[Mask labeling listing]
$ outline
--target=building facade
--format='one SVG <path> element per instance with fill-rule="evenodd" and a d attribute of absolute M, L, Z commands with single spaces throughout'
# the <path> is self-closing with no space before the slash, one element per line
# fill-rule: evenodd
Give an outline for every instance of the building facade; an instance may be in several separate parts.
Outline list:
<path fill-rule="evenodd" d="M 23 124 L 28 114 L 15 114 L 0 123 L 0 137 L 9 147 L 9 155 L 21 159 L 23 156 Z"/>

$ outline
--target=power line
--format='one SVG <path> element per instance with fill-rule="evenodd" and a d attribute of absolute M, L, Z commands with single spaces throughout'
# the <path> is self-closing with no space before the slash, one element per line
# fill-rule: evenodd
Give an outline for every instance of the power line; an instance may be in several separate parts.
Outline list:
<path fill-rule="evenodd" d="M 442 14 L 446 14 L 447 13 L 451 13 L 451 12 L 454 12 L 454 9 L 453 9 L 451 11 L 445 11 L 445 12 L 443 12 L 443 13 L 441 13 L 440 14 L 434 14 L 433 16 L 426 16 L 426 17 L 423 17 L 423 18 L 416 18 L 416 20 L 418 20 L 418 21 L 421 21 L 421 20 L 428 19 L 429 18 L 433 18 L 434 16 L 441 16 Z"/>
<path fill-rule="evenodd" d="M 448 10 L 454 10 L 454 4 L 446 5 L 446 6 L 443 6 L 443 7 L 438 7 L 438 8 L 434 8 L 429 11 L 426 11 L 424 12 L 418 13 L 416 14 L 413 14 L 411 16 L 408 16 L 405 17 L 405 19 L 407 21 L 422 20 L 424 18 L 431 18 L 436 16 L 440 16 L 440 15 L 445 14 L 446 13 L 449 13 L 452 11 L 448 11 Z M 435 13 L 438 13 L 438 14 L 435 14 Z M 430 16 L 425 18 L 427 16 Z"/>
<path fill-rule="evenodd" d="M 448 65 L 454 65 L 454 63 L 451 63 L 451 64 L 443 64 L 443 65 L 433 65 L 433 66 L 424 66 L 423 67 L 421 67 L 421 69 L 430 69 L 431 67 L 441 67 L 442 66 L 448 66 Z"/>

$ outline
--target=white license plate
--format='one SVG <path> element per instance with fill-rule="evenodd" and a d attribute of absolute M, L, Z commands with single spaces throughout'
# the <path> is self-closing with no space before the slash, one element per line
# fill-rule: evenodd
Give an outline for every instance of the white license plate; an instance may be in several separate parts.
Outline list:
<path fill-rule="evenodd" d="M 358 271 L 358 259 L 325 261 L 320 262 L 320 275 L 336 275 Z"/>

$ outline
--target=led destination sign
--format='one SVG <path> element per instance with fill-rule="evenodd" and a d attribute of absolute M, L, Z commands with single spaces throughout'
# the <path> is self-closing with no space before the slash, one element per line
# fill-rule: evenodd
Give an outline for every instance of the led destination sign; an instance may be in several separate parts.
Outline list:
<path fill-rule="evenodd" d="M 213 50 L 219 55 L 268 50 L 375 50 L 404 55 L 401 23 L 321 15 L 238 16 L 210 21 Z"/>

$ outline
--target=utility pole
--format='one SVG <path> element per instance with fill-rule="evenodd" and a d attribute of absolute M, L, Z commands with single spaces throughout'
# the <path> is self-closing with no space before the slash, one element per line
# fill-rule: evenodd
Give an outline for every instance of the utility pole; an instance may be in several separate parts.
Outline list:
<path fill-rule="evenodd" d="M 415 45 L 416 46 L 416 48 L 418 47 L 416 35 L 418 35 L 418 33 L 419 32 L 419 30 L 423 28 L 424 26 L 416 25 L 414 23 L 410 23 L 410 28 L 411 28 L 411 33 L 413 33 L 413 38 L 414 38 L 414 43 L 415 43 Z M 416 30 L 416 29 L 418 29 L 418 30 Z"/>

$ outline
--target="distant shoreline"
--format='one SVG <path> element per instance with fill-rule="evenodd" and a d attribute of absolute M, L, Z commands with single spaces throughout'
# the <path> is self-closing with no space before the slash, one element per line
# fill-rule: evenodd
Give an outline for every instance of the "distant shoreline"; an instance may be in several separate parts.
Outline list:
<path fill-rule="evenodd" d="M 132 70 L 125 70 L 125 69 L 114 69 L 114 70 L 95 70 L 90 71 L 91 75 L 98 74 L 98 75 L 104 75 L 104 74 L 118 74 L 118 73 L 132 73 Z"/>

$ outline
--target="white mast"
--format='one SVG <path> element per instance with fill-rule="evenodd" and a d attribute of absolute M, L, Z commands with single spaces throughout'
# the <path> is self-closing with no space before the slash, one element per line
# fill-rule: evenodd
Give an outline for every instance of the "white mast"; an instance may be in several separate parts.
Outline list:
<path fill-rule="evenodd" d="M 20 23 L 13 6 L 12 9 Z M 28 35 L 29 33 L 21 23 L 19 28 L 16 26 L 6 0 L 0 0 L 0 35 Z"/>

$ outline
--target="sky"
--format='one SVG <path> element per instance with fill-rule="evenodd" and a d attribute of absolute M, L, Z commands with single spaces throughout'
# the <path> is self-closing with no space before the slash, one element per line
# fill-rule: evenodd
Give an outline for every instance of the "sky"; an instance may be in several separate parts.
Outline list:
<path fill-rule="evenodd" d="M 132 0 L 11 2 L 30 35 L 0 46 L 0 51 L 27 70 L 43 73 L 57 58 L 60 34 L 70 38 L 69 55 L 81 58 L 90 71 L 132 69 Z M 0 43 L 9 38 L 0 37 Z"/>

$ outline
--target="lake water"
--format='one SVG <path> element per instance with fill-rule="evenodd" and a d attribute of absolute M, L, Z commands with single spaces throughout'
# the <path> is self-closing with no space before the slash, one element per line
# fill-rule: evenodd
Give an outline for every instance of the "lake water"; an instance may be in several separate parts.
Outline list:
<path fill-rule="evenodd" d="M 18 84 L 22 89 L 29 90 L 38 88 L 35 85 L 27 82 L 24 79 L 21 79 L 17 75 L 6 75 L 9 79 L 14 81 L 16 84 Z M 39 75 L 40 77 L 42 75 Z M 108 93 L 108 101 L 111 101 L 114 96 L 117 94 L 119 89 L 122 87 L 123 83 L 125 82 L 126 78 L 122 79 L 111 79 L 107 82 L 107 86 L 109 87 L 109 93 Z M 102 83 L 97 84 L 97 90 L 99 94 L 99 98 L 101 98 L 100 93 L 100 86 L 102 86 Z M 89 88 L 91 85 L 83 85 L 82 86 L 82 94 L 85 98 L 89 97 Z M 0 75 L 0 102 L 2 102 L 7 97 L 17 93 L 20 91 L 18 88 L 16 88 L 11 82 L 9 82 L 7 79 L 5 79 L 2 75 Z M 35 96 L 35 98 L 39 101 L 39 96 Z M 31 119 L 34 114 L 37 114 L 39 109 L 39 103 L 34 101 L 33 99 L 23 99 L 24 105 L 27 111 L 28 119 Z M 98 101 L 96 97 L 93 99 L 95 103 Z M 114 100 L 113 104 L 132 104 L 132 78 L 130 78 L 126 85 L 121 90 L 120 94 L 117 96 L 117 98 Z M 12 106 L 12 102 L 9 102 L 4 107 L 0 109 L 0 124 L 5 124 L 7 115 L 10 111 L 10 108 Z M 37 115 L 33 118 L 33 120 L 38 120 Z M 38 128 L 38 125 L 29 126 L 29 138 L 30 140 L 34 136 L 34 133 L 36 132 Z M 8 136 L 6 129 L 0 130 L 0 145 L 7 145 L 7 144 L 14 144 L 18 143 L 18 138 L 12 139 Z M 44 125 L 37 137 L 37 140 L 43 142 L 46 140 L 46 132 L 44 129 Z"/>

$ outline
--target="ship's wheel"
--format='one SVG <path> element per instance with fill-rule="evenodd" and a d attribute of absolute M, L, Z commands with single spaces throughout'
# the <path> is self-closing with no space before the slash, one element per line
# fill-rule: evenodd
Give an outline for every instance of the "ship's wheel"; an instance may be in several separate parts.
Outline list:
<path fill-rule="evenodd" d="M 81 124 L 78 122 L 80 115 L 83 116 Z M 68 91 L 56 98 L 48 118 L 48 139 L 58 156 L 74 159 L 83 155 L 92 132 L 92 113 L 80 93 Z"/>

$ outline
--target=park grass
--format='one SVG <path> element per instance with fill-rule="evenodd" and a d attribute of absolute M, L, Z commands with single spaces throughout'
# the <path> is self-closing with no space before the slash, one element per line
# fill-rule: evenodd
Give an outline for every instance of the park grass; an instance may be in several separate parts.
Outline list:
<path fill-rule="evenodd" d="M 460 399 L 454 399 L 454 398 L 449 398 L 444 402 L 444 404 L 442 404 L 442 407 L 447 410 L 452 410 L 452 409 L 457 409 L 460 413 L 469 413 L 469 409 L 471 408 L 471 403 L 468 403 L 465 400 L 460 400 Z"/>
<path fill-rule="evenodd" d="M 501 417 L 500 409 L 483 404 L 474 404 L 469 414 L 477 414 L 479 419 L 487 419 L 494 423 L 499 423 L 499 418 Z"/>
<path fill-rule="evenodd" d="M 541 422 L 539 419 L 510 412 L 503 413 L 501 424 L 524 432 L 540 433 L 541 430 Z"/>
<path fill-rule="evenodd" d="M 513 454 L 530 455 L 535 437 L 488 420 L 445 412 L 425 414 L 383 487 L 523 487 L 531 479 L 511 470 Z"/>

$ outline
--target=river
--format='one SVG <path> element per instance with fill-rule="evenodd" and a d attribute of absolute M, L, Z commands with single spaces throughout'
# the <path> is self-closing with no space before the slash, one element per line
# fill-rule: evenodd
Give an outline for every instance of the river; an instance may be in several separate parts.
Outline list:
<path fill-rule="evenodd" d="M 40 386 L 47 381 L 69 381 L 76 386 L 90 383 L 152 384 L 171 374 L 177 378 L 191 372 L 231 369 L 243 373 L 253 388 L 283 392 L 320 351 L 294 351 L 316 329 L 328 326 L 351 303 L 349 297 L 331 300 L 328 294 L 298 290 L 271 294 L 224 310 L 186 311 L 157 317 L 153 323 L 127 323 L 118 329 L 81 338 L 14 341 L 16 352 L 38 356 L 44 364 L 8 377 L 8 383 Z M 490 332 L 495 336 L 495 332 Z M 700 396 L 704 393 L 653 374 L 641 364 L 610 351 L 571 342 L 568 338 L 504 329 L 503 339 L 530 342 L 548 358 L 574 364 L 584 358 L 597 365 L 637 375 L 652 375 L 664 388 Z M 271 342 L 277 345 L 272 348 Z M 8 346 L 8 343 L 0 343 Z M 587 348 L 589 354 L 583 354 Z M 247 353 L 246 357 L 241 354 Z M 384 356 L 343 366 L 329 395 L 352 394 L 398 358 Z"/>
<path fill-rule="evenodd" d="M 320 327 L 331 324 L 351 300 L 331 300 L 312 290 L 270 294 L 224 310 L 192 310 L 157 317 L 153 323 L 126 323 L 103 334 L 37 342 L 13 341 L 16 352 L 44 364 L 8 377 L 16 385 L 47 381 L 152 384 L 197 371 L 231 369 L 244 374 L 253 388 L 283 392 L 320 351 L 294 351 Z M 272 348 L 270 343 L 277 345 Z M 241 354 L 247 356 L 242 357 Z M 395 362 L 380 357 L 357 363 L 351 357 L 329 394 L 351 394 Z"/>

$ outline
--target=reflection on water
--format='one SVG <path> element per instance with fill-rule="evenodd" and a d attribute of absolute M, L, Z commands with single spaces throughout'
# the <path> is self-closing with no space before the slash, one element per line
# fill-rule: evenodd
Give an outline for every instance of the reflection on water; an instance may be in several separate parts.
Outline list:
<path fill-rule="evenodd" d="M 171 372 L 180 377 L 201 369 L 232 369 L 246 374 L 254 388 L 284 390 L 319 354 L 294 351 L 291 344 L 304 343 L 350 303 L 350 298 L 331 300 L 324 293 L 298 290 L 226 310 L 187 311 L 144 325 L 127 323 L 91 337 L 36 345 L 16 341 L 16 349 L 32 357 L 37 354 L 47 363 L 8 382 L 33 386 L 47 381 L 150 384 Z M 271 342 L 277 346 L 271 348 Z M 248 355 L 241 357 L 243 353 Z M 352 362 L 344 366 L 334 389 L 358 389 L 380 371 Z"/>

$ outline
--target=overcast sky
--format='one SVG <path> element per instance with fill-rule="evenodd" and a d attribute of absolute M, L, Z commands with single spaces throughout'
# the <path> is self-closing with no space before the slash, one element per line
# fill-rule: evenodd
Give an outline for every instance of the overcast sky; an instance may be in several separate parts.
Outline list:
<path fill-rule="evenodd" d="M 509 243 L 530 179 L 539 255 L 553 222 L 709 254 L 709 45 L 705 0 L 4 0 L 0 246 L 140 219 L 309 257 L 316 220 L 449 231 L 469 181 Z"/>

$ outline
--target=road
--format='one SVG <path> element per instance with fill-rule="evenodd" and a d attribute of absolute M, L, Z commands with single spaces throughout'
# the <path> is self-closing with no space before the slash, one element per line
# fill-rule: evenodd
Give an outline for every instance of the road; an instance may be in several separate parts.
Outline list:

REQUIRED TASK — Report every line of the listing above that contains the word "power", copying each such line in full.

WRITTEN RESPONSE —
--target=power line
Give an outline for every instance of the power line; an instance may be in several separate parts.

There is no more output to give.